PROBLEM DESCRIPTION
Write out the data below exactly, from its first line to the line containing "Subject = foliage", that line included.

INPUT MATERIAL
*** Begin section ***
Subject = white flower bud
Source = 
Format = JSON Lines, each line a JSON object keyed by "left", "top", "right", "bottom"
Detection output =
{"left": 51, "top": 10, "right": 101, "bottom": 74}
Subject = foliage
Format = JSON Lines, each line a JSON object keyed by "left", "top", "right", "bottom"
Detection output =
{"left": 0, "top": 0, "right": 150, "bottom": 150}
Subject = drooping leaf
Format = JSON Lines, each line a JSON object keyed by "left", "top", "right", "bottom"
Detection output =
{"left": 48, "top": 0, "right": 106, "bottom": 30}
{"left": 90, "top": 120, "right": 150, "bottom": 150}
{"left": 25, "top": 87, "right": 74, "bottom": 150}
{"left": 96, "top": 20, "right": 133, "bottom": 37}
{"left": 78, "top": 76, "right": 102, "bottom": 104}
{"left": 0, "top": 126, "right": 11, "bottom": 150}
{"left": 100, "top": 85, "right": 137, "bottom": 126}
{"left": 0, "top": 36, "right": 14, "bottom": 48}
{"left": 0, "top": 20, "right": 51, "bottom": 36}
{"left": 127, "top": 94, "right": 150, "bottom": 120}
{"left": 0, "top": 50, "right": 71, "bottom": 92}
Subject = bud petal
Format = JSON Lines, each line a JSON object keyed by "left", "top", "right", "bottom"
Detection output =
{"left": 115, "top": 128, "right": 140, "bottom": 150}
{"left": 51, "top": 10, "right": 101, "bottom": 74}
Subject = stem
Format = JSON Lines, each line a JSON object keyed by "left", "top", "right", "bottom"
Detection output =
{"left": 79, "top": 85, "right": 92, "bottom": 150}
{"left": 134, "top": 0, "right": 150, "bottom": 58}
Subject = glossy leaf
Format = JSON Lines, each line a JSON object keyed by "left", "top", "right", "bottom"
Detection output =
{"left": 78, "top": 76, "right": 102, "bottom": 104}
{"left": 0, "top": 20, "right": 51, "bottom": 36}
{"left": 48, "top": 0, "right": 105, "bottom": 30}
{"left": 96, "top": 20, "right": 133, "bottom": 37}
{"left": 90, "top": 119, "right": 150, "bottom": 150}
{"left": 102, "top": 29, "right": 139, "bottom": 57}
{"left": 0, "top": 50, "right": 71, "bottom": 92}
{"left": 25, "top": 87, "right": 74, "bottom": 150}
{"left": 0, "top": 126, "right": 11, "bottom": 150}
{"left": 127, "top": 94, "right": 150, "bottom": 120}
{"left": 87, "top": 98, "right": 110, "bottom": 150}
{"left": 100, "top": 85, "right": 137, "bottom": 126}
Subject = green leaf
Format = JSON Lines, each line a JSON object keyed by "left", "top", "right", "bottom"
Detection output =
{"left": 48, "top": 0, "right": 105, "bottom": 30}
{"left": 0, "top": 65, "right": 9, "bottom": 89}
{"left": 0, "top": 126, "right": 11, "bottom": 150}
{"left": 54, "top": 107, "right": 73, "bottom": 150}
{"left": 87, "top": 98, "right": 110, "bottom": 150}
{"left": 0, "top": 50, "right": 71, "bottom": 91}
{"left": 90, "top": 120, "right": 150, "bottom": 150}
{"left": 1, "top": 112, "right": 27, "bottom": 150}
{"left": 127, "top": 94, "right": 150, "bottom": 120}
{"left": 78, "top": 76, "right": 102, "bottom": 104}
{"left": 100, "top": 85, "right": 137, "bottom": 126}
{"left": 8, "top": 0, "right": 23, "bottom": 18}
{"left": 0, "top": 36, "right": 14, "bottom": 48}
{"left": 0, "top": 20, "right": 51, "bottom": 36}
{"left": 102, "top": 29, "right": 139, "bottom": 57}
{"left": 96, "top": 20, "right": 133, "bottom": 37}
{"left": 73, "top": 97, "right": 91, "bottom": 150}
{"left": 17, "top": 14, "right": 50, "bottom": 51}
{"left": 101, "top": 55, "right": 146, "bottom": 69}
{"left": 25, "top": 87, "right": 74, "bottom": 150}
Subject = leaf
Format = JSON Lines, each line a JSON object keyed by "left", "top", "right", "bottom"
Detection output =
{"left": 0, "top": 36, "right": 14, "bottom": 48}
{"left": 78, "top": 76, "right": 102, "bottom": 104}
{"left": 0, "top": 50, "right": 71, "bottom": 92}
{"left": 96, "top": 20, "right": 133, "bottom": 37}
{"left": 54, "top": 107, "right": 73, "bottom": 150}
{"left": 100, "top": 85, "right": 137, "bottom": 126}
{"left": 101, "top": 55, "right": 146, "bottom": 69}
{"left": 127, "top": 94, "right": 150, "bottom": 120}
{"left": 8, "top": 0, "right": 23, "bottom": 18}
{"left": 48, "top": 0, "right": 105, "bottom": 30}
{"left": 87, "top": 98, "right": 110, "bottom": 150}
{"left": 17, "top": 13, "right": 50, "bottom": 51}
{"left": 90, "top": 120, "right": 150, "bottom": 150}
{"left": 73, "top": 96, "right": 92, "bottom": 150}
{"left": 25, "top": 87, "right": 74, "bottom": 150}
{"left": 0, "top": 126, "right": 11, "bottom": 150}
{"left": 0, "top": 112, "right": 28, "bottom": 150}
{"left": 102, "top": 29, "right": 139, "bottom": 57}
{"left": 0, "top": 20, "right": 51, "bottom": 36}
*** End section ***
THE COMPLETED TASK
Subject = white flower bud
Source = 
Format = JSON Lines, each line a JSON object keyed by "left", "top", "right", "bottom"
Detection output =
{"left": 51, "top": 10, "right": 101, "bottom": 74}
Subject = foliage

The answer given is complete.